WHAT YOU NEED TO DO: Quote the whole listing verbatim.

Location identification items:
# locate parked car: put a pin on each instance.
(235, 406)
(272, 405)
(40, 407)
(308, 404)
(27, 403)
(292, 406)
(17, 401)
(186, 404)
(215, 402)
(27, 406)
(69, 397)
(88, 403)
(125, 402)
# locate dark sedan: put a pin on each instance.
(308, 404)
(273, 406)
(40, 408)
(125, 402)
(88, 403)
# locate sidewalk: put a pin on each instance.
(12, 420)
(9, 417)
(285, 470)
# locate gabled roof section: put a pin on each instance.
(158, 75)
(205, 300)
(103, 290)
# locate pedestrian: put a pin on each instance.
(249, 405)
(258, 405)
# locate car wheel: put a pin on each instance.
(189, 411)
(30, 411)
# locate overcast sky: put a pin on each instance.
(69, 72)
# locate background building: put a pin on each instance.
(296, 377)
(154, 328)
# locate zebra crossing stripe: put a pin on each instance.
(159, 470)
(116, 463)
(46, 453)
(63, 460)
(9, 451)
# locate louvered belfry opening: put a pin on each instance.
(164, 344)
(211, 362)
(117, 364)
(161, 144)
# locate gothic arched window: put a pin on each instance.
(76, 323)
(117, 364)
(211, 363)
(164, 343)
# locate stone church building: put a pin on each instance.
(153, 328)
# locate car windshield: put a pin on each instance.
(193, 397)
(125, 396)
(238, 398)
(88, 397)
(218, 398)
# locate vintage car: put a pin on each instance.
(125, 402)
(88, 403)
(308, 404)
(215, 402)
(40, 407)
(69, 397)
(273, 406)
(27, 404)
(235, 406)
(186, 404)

SOLUTION TO THIS TASK:
# locate parked car: put a pin on each instance.
(235, 406)
(272, 405)
(40, 407)
(308, 404)
(27, 403)
(292, 406)
(17, 401)
(186, 404)
(215, 402)
(27, 406)
(69, 397)
(88, 403)
(125, 402)
# locate dark sedan: put a pin on each instance.
(308, 404)
(273, 406)
(40, 408)
(125, 402)
(88, 403)
# locate sidewalk: put a pin on each instance.
(12, 420)
(9, 417)
(285, 470)
# locate gabled roof section: put a pin on each instance.
(158, 75)
(205, 300)
(103, 290)
# locate pedestrian: put a pin on each instance.
(249, 405)
(258, 405)
# locate car wheel: put a pin on each instance.
(189, 411)
(30, 411)
# locate overcast sky: put a pin on each instance.
(69, 72)
# locate background building: put a pin on each instance.
(296, 377)
(154, 328)
# locate zebra crossing stripe: put a pin on each instance.
(159, 470)
(116, 463)
(46, 453)
(63, 460)
(9, 451)
# locate louvered belfry opening: put a pin on each instance.
(164, 344)
(211, 362)
(117, 364)
(161, 144)
# locate gothic arched window: put a pin on each instance.
(76, 323)
(117, 364)
(211, 363)
(164, 343)
# locate stone church building: put a pin on each instance.
(153, 328)
# locate car windshield: put a pin on each instance.
(193, 397)
(125, 396)
(238, 398)
(88, 397)
(218, 398)
# locate vintage car: put a pin on each instance.
(125, 402)
(88, 403)
(308, 404)
(215, 402)
(40, 407)
(69, 397)
(273, 406)
(27, 404)
(235, 406)
(186, 404)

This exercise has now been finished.